EXTRACTED MATERIAL
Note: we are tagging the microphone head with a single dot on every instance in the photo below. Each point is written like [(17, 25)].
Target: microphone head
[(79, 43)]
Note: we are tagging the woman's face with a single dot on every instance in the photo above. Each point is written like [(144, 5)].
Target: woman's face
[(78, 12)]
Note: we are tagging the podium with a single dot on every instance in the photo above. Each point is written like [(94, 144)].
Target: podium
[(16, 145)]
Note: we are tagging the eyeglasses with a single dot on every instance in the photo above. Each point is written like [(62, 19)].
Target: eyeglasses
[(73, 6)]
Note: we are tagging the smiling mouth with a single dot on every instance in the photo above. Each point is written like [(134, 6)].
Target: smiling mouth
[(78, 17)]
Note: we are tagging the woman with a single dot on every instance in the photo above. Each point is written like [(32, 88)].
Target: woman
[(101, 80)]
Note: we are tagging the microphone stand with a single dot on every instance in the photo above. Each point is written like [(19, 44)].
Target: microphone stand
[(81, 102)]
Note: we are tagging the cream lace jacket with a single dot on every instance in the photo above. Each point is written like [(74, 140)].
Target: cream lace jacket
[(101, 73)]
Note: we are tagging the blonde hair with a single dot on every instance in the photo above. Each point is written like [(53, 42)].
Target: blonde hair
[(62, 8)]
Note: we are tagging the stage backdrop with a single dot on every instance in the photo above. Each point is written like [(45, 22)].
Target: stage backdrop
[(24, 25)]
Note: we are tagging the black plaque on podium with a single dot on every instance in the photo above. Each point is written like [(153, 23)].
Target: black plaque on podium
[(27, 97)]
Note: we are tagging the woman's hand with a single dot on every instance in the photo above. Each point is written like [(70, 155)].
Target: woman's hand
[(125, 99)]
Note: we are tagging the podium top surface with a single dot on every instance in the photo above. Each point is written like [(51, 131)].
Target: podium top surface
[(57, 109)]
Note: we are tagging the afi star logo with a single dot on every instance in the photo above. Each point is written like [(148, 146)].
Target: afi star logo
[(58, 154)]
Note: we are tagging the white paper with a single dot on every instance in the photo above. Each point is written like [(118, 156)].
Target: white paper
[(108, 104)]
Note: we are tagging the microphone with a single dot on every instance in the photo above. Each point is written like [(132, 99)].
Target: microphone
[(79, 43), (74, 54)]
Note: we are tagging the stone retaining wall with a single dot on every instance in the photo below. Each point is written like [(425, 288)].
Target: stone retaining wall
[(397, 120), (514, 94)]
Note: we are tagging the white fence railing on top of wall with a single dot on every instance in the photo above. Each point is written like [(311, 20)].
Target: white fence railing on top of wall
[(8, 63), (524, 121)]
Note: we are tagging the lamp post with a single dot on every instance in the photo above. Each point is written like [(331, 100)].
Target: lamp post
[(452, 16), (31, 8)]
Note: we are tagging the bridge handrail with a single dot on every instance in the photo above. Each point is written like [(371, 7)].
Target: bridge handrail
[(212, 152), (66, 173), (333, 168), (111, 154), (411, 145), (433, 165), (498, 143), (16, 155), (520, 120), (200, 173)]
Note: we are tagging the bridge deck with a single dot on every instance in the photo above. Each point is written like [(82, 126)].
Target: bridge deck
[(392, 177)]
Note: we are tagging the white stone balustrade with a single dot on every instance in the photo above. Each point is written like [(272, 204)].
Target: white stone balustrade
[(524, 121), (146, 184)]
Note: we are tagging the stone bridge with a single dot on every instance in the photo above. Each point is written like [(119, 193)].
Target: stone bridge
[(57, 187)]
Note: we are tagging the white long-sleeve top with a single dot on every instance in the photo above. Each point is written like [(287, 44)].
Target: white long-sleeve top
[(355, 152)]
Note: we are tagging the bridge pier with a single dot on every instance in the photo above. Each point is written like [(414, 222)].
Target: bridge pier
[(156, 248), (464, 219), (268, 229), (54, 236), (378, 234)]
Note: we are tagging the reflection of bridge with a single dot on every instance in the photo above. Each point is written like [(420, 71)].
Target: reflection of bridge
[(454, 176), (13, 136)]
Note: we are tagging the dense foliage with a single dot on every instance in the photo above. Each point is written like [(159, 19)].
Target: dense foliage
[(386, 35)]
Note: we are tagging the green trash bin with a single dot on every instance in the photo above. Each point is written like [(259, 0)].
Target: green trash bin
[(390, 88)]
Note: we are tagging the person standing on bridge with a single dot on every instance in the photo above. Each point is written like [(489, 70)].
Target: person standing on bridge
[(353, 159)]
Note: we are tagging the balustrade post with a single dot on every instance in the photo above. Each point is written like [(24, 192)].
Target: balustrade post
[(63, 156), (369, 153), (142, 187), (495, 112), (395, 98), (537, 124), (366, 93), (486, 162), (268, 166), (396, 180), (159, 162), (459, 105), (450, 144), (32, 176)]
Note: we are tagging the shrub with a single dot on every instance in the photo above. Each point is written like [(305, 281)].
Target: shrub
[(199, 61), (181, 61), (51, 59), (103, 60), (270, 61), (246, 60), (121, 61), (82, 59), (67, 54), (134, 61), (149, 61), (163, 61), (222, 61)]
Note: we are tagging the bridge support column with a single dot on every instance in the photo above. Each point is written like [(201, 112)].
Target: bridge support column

EXERCISE DESCRIPTION
Can you change every "single dot" in the listing above to "single point" and return the listing with everything else left as it is?

RESULT
Note: we are tagging the microphone head with a single point on every instance in the photo below. Each point is written like [(17, 25)].
Target: microphone head
[(79, 43)]
Note: we are tagging the woman's face with a single point on every instance in the photo above. Each point is written like [(144, 5)].
Target: woman's face
[(78, 12)]
Note: we are tagging the podium with a single point on every instance in the photo above. Each point is written like [(94, 144)].
Target: podium
[(16, 145)]
Note: we are tagging the eyeglasses with a single point on every instance in the photo above. Each point is written like [(62, 19)].
Target: eyeglasses
[(73, 6)]
Note: we are tagging the smiling mouth with a single point on every instance in the photo above. Each point is written like [(134, 6)].
Target: smiling mouth
[(78, 17)]
Note: we are tagging the woman with a single point on every instance in the photo above. Each point is written like [(32, 88)].
Target: woman
[(101, 80)]
Note: we are tagging the microphone stand with a single point on every instance in the photo above. Each point is written like [(19, 44)].
Target: microphone stand
[(81, 102)]
Note: we are tagging the cream lace jacket with a single point on every instance in the photo above. Each point is written like [(74, 140)].
Target: cream lace jacket
[(101, 73)]
Note: we are tagging the blonde hair with a single point on every instance in the photo above. Each point is written like [(53, 42)].
Target: blonde hair
[(62, 8)]
Note: we are tagging the stage backdrop with a single point on every instance in the photo above. Each point is written like [(45, 22)].
Target: stage backdrop
[(24, 25)]
Note: we are tagging the black plaque on podium with a single point on every instance in the photo above. Each point is written like [(153, 23)].
Target: black plaque on podium
[(27, 97)]
Note: we are tagging the woman's hand with a single point on every instance in the photo above. Each point is written like [(70, 155)].
Target: woman's hand
[(125, 99)]
Note: we are tagging the podium top surface with a single point on every instance in the photo above. Each point is written like [(51, 131)].
Target: podium top surface
[(57, 109)]
Note: we are tagging the afi star logo with a single point on every instance in the photo above. Each point is written like [(148, 146)].
Target: afi star logo
[(58, 154)]
Note: we are tagging the white paper with a single point on every instance in the photo above. Each point is written like [(118, 156)].
Target: white paper
[(108, 104)]
Note: we are tagging the microphone with a single point on every instance in the photo above. Each point is written like [(132, 99)].
Target: microphone
[(79, 43), (74, 54)]
Note: we are tagging the stone retaining wall with a single point on every instance in the photo below. Each point is written like [(425, 288)].
Target: stone retaining wall
[(397, 120), (514, 94)]
Note: we are tagging the white fence railing on top of wall with a single point on every instance in the photo above. Each point is written like [(311, 20)].
Target: white fence railing on top of wall
[(8, 63), (524, 121)]
Note: we are tagging the lamp post with a single point on every instance in the photo above. Each point is written like [(331, 100)].
Target: lamp post
[(452, 16), (31, 8)]
Note: we are tagging the bridge handrail with a single point on every instance in the photo above. Each point is written like [(371, 7)].
Target: bridge handrail
[(212, 152), (66, 173), (333, 168), (111, 154), (411, 145), (433, 165), (498, 143), (16, 155), (520, 120), (200, 173)]
Note: we are tagging the bridge deck with a single point on every instance in the photo above. Each point is written like [(82, 126)].
Target: bridge deck
[(392, 177)]
Note: we are tagging the white stone balustrade with a single point on every instance in the photo above. Each point is written like [(272, 204)].
Target: white stone balustrade
[(524, 121), (146, 184)]
Note: we are tagging the stone bridge with a single point on every instance in the photo above. Each point is written like [(119, 193)].
Target: stone bridge
[(57, 187)]
Note: we are tagging the white long-sleeve top with a single point on every instance in the photo above. Each point is written like [(287, 44)].
Target: white long-sleeve top
[(355, 152)]
Note: we are tagging the bridge pier with a single point on every instance in the photo above. Each point is written like [(414, 222)].
Target: bridge pier
[(156, 248), (464, 219), (268, 229), (54, 236), (378, 234)]
Note: we are tagging the reflection of bridge with a single point on every instance in the photo above. Each point is written like [(420, 71)].
Target: reflection of bridge
[(454, 176), (13, 136)]
Note: we are tagging the dense foliage with a single point on every instance in the photo above. Each point is written like [(159, 19)].
Target: dense foliage
[(386, 35)]
Note: we are tagging the green trash bin with a single point on every instance in the photo above. Each point is written like [(259, 0)].
Target: green trash bin
[(390, 88)]
Note: we are tagging the person standing on bridge with a single point on every instance in the photo above. Each point is written like [(489, 70)].
Target: person standing on bridge
[(353, 159)]
Note: we are tagging the balustrade post with a single point on every instance in the photo above. Each point is written like [(24, 192)].
Target: balustrade post
[(63, 156), (369, 153), (142, 187), (495, 112), (395, 98), (537, 124), (366, 93), (486, 162), (268, 166), (396, 180), (159, 162), (459, 105), (450, 144), (32, 176)]
Note: we are tagging the shrub with a single point on every instance in the photo above. Each point is written like [(305, 281)].
Target: shrub
[(199, 61), (181, 61), (51, 59), (103, 60), (270, 61), (246, 60), (121, 61), (82, 59), (67, 54), (134, 61), (149, 61), (163, 61), (222, 61)]
Note: we are tagging the bridge support column with a single point on every instance in the photo above. Each point is written like [(201, 112)].
Target: bridge support column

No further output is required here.